— Document passage —
━━━━━━━━━━━━━━━━━━━━

# Pipelining
- stalling for slow execution units
- identifying when you need to forward
- load/use hazard:
    - (computed in) memory -> (used in) execute only solved with stall + forwarding
    - memory -> memory is solved with forwarding only

# Cache / Memory
- direct-mapped versus associative
    - diret-mapped = associative with associativity 1 (one block/set)
    - fully associative = associative with associativity <number of blocks>
- tag/index/offset and same set/block/etc.
    - 11/001/1  -- tag/index/offset
        - know sizes by # bytes/block (offset), # sets (index), left over (tag)
            (unique bit pattern for each byte, set)
        - same index: same set
        - same index + tag: same block
    - quiz question
- parallel vs serial cache accesses to a SINGLE CACHE
    - serial option: check tag for match before looking at data
        - slower but uses less power (no lookup on miss)
            - maybe don't fetch all blocks in set
    - parallel option: check tag for match while fetching data
        - faster but uses more power (start data read earlier)
- multiple of levels of cache/memory
    - access level 1
    - if that fails, then access level 2
        - almost always serially
- caches and processor
    - latency for memory stage: if cache  hit
    - if cache miss: pipelined processor will stall
        - wait for "done?" signal
- write-back versus write-through
    - write-through: always send writes to memory IMMEDIATELY
    - write-back: send writes to memory when you'd forget about value otherwise
        - (on replacement)
        - extra state: "dirty bit" -- do we need to write this eventually
            - one bit per block
- DRAM vs SRAM: speed, physical difference 
    - DRAM: denser (more bytes/size) and slower and cheaper --- main memory usually
    - SRAM: less dense and faster and more expensive --- caches usually
- tech trends: CPUs faster >> memory
    - we didn't cover it
- lines versus sets
    - book: line = block + metadata
    - other sources sometimes: line = block
    - set: has multiple blocks/lines (if set-associative cache)
- AMAT -- average memory access time (overall cache performance metric)
    - hit-latency * hit-rate + miss-latency * miss-rate
    - hit-latency + miss-PENALTY * miss-rate
        - miss-penalty = miss-latency - hit-latency (extra time for a miss)
        - different optimizations improve different parts

# Cache Performance/Locality
- cache blocking (access order in for loops)
    - loop have temporal locality? --- access something repeatedly
    - loop have spatial locality? --- access (nearly) adjacent things consecutively

# OOO
- precise exceptions and reorder buffers
- data flow model

━━━━━━━━━━━━━━━━━━━━

— Stated task —
According to the computer architecture notes, what extra state does a write-back cache keep for each block? The data after these notes is separate material.

— Extracted data —

━━━━━━━━━━━━━━━━━━━━

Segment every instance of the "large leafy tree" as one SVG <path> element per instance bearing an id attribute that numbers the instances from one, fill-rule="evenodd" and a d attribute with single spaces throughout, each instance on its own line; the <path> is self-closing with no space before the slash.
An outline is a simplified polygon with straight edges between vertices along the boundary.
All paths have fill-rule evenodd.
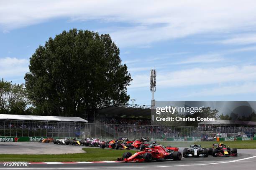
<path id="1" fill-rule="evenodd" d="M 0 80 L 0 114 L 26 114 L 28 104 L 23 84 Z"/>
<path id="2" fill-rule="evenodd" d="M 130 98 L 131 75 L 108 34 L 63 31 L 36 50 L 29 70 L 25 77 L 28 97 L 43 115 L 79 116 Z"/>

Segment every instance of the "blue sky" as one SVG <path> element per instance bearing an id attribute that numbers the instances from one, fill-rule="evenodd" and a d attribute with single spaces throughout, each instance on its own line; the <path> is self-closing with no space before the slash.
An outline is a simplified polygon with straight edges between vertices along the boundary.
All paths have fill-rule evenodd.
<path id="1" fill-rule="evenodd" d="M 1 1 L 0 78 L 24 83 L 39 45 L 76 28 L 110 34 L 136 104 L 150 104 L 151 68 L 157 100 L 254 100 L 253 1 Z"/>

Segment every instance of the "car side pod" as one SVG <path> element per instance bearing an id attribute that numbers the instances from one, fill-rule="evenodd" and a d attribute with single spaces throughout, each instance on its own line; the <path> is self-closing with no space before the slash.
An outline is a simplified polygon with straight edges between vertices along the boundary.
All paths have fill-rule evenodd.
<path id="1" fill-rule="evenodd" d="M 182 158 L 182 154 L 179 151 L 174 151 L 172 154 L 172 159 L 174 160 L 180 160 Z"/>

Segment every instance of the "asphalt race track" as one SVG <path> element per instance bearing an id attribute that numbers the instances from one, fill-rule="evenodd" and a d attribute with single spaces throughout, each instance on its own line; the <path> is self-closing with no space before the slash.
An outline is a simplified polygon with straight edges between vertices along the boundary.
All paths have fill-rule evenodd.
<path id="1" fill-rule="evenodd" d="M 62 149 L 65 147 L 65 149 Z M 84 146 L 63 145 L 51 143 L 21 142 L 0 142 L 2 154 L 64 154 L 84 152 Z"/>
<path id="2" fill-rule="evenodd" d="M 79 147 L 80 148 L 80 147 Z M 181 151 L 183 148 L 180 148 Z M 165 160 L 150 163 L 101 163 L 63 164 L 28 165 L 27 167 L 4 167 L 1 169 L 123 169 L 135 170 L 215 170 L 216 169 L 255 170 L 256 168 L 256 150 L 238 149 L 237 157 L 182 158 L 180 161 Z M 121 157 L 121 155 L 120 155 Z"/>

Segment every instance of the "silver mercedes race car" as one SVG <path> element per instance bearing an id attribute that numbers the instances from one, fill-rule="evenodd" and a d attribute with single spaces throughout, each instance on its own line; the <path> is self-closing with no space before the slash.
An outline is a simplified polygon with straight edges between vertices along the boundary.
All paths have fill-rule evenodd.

━━━━━━━━━━━━━━━━━━━━

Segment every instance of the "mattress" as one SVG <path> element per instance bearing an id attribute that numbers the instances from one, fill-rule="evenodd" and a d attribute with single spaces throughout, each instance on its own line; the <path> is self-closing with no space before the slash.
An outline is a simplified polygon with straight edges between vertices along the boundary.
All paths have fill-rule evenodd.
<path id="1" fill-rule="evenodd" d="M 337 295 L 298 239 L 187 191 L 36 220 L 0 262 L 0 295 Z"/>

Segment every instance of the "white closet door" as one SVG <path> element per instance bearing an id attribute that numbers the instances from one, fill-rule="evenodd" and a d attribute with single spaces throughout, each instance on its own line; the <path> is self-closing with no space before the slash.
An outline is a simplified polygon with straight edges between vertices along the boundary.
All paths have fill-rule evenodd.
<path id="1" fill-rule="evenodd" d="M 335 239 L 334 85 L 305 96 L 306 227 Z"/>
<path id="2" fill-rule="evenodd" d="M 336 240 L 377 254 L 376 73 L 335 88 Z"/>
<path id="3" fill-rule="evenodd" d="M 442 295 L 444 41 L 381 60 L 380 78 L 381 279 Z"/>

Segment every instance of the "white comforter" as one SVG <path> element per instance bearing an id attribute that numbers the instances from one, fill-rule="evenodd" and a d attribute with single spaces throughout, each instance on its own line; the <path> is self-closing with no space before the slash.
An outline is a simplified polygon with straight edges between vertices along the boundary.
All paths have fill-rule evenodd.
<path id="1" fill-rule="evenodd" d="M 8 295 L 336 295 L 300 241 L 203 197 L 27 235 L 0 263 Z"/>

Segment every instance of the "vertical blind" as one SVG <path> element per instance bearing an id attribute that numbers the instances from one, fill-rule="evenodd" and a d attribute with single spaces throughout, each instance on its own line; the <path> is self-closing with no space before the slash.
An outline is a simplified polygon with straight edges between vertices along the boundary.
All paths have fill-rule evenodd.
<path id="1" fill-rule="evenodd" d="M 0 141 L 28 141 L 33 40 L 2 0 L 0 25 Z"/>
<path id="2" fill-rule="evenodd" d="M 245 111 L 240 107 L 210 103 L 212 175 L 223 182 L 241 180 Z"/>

━━━━━━━━━━━━━━━━━━━━

— Task output —
A dirty bit, one per block, marking whether that block still needs to be written to memory.